§ **Task material**
BEGIN

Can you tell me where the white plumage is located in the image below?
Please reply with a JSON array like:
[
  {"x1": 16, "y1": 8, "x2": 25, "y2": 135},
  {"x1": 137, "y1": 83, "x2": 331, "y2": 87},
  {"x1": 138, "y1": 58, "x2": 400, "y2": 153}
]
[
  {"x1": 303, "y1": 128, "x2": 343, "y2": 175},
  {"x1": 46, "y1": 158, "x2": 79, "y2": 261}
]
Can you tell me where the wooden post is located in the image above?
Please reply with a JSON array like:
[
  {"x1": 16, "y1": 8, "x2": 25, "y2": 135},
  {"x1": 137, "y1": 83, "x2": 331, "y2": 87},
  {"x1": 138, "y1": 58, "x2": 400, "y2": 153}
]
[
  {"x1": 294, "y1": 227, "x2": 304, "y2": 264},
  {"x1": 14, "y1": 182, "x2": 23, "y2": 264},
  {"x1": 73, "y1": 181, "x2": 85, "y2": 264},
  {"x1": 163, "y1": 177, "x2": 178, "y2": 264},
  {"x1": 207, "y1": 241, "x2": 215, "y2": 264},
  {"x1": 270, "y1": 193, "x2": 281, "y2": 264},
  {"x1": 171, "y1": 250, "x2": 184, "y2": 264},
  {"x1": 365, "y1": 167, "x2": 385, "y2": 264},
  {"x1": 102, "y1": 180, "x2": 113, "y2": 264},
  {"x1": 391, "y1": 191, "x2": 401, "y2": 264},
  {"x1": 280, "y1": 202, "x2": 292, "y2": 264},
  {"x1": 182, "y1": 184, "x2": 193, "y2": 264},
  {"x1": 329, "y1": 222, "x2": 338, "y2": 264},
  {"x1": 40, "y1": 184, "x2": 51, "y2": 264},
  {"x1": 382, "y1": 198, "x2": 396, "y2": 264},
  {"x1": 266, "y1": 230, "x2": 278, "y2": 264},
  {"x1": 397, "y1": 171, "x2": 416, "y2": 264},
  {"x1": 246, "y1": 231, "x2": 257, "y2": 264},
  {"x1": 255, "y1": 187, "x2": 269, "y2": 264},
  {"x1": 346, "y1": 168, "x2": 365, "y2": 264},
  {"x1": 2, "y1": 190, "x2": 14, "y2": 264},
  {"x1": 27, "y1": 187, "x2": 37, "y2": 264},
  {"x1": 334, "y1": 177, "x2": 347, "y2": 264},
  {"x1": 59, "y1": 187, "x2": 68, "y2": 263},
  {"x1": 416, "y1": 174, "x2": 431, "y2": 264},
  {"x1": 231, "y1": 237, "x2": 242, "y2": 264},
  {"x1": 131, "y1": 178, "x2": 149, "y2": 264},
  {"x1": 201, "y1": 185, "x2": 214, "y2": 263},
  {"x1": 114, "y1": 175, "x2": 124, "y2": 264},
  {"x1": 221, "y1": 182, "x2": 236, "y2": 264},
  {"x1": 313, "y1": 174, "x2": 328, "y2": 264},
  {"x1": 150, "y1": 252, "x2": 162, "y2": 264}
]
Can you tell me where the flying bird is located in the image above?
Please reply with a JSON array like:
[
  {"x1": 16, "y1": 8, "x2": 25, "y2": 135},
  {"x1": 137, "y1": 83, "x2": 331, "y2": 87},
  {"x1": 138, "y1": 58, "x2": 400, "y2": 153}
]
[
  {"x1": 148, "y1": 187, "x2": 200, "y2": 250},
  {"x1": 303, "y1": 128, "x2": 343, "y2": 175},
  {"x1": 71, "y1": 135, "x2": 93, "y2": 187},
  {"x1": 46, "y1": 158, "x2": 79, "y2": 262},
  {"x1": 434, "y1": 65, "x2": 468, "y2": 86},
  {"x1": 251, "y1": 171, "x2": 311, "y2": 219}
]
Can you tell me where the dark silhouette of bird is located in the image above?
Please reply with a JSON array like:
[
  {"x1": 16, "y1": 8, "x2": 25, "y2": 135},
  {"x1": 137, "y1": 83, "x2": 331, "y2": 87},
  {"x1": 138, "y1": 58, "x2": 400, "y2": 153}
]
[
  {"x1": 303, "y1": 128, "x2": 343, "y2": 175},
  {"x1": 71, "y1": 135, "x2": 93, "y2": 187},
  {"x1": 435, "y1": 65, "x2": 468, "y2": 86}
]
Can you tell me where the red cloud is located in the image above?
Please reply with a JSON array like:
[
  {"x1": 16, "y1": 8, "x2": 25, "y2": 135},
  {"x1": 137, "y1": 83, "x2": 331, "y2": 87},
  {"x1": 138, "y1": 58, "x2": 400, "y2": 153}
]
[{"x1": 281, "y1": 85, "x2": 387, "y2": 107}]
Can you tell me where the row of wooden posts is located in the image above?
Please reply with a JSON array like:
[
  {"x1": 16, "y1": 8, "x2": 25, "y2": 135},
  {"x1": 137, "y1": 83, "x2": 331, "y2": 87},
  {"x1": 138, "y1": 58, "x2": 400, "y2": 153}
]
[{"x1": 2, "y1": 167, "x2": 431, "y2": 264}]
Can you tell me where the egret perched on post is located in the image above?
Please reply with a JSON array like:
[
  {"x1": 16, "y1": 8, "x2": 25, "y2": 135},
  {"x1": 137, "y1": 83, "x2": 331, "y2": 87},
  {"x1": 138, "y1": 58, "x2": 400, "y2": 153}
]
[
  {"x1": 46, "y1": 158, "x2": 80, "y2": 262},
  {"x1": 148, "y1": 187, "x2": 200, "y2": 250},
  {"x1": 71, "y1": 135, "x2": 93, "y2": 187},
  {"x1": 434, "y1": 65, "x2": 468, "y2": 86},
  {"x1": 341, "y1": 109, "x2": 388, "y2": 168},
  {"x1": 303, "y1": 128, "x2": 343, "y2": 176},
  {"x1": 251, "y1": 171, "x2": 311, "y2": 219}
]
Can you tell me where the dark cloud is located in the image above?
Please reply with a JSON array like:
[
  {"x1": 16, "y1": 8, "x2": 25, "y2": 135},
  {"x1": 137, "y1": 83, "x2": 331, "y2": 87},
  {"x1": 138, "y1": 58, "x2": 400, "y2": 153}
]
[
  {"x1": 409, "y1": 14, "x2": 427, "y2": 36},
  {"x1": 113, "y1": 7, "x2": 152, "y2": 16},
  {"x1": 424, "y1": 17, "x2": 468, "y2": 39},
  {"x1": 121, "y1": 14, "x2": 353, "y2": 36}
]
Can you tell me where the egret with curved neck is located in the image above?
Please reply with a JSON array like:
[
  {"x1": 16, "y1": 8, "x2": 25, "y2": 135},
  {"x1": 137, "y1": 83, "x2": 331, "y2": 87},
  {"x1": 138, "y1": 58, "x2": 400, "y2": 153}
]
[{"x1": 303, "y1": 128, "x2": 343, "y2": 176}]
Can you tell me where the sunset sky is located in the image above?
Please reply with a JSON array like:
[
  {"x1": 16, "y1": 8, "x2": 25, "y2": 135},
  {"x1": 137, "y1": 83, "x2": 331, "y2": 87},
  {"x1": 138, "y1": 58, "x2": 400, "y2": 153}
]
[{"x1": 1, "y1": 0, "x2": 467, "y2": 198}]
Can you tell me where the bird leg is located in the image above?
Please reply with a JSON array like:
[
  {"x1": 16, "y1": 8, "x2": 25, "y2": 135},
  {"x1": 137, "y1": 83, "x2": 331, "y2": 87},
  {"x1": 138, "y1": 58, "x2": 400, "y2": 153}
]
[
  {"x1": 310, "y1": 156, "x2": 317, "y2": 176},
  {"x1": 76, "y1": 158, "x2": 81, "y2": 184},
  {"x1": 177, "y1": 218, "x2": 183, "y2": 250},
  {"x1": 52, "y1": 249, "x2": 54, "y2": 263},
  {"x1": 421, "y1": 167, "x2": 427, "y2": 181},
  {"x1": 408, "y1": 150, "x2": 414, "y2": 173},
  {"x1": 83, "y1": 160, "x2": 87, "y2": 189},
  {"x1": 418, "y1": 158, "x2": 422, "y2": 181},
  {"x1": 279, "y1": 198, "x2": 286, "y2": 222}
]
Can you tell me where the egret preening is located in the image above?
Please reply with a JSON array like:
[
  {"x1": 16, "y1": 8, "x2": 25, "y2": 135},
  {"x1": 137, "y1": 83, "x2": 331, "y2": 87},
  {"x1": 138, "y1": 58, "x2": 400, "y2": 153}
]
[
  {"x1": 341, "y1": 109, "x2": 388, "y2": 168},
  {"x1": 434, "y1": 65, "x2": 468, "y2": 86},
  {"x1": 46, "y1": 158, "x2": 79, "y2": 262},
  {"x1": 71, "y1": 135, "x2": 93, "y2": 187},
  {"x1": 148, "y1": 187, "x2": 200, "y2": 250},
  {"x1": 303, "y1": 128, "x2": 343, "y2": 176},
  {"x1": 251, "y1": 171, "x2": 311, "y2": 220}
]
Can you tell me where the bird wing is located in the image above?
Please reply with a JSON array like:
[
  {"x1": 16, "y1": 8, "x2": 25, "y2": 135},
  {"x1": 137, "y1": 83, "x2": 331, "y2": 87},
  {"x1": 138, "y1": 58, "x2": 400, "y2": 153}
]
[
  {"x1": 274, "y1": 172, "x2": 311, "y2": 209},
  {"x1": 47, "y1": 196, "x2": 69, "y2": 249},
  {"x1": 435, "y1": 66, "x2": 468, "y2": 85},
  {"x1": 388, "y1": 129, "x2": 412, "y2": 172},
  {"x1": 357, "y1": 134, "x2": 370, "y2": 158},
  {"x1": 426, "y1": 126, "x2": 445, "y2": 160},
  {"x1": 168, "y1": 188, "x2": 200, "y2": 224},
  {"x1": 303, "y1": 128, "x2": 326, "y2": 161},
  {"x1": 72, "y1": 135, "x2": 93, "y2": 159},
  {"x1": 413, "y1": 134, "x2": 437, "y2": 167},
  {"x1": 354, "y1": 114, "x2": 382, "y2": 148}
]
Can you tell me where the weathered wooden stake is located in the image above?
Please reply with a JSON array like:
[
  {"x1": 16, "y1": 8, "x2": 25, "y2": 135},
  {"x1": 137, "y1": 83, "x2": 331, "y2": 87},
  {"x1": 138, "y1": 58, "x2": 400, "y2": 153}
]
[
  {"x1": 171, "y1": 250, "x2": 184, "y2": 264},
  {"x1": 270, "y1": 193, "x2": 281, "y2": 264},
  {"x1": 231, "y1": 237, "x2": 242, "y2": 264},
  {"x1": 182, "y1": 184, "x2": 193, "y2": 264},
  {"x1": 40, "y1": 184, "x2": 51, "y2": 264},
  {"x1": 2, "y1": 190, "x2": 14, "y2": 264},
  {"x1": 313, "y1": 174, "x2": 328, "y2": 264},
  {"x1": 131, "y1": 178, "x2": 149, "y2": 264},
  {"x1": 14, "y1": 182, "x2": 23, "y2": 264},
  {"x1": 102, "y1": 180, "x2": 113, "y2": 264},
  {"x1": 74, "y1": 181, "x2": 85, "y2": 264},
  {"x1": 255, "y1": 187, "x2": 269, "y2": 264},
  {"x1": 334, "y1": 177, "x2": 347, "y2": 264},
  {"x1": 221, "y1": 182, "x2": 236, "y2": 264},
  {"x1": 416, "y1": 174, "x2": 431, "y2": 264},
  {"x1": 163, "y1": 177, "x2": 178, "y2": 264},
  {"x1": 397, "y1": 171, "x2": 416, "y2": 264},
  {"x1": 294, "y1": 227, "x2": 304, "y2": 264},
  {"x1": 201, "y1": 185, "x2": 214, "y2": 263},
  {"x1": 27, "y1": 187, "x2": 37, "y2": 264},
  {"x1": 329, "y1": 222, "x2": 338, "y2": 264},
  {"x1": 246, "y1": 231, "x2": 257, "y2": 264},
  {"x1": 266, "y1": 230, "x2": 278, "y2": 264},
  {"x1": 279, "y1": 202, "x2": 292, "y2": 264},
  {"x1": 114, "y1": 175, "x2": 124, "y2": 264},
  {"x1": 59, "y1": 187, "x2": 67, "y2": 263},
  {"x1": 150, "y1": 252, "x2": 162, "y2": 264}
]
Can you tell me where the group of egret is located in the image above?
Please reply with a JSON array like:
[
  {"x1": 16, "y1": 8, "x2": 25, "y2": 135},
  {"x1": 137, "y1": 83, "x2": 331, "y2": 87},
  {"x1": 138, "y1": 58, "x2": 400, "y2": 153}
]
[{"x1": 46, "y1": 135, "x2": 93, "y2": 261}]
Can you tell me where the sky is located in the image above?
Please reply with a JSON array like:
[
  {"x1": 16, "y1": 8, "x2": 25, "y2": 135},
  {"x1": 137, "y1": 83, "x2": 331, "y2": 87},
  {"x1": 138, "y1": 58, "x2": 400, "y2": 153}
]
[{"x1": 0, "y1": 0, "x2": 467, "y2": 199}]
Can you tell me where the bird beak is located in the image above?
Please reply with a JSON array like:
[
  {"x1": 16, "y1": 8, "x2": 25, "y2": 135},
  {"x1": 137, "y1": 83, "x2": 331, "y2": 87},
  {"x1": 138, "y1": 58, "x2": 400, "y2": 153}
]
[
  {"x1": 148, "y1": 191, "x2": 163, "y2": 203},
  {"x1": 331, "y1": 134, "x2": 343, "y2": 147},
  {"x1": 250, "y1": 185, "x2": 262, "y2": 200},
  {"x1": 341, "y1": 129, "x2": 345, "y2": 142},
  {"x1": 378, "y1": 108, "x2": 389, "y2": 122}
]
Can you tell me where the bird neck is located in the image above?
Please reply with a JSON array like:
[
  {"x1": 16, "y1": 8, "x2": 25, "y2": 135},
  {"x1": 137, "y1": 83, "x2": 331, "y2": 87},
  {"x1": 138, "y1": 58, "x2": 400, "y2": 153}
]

END

§ **Exercise directions**
Where a line of the data above includes the string "wooden", pull it out.

§ **Response below**
Can you tell me where the wooden post is located in the image above?
Can you tell me where the row of wooden posts is located in the image above?
Can you tell me where the weathered wooden stake is located in the image above?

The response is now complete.